▶ _Position annotation entries_:

<<<<

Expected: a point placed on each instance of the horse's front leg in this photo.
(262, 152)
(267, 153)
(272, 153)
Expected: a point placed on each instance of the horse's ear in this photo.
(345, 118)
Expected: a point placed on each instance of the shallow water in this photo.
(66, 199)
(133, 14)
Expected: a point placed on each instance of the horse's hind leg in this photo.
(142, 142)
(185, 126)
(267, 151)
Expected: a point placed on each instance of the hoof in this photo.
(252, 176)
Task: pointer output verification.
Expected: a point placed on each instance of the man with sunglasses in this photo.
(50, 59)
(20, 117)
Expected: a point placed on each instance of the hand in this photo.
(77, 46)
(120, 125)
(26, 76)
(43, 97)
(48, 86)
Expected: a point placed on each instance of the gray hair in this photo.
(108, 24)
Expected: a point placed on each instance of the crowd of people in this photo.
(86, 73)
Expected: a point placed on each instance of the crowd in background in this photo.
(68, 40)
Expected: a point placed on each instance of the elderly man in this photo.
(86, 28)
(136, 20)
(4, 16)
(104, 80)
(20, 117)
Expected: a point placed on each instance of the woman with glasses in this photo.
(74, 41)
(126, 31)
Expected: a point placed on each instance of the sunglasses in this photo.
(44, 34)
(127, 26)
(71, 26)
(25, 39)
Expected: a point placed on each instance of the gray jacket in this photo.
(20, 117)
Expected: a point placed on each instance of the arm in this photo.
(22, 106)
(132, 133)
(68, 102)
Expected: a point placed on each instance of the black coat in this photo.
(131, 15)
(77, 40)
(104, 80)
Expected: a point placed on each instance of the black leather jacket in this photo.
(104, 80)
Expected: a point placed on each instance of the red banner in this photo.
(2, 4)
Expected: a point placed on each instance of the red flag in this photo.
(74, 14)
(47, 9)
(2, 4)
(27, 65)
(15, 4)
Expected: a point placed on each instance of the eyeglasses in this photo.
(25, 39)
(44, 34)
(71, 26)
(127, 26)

>>>>

Rewrite all of the entries above as a numbered list, omitting any blank lines.

▶ _FULL OUTPUT_:
1. Expected: a point placed on each instance of the horse's front leg in this photo.
2. (262, 152)
3. (267, 153)
4. (272, 153)
5. Expected: a point placed on each instance of the horse's ear in this photo.
6. (345, 118)
7. Expected: a point placed on each instance of the shallow water in this photo.
8. (66, 199)
9. (133, 14)
10. Expected: a point placed on each instance of the horse's hind leg in this photo.
11. (142, 142)
12. (185, 126)
13. (267, 151)
14. Expected: a point placed on each instance of the hoof in this photo.
15. (252, 176)
16. Task: pointer output verification.
17. Expected: a point placed on each instance of the man with sunglasses in this photo.
18. (50, 59)
19. (20, 117)
20. Expected: a point placed on each instance of the hand in this photo.
21. (77, 46)
22. (120, 125)
23. (26, 76)
24. (43, 97)
25. (48, 86)
26. Expected: a point placed on each instance of the gray hair in this photo.
27. (108, 24)
28. Expected: a point placed on each instance of the crowd of people in this photo.
29. (86, 73)
30. Expected: a point placed on each instance of the crowd in background in this photo.
31. (68, 40)
32. Expected: a point placed on each instance of the elderly man in this photo.
33. (86, 28)
34. (136, 20)
35. (4, 16)
36. (104, 80)
37. (20, 117)
38. Expected: a point placed on each instance of the woman with glasses in this photo.
39. (74, 41)
40. (126, 31)
41. Expected: a point placed on each instance of the sunglasses in this photo.
42. (44, 34)
43. (127, 26)
44. (71, 26)
45. (25, 39)
46. Expected: a point placed on each instance of the gray jacket in this photo.
47. (20, 117)
48. Expected: a point placed on each instance of the arm in this photo.
49. (22, 106)
50. (132, 133)
51. (68, 102)
52. Expected: a point placed on each instance of the black coat in this photo.
53. (131, 15)
54. (77, 40)
55. (104, 80)
56. Expected: a point placed on each instance of the black leather jacket in this photo.
57. (104, 80)
58. Expected: a point placed on each instance of the red banner in this photo.
59. (2, 4)
60. Expected: a point placed on each instance of the red flag in this photo.
61. (74, 14)
62. (47, 9)
63. (2, 4)
64. (27, 65)
65. (15, 4)
66. Expected: a point placed on each instance of the eyeglasses in this photo.
67. (25, 39)
68. (44, 34)
69. (71, 26)
70. (127, 26)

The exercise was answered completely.